* PROBLEM TO WORK ON *
Repeat the text of every item below word for word, leaving out the pictures.

* DATA SUPPLIED *
▽

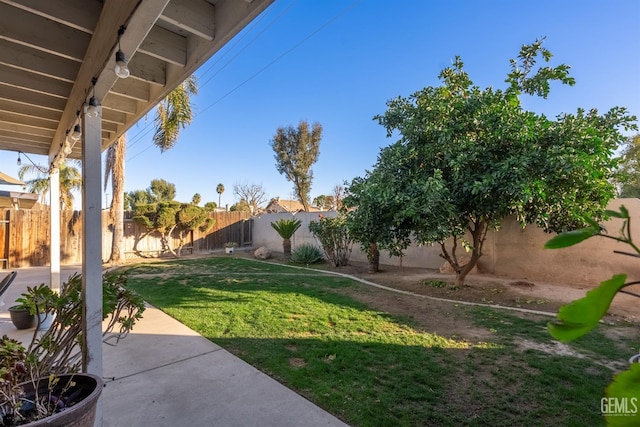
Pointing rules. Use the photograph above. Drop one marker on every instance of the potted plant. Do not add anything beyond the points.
(229, 247)
(40, 384)
(41, 301)
(54, 400)
(21, 317)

△

* FINAL RESULT *
Pointing rules. Use the photograph above. Drop one marker on every instance of the potted plant. Do not add anything beyond the points.
(229, 247)
(40, 384)
(41, 301)
(54, 400)
(21, 317)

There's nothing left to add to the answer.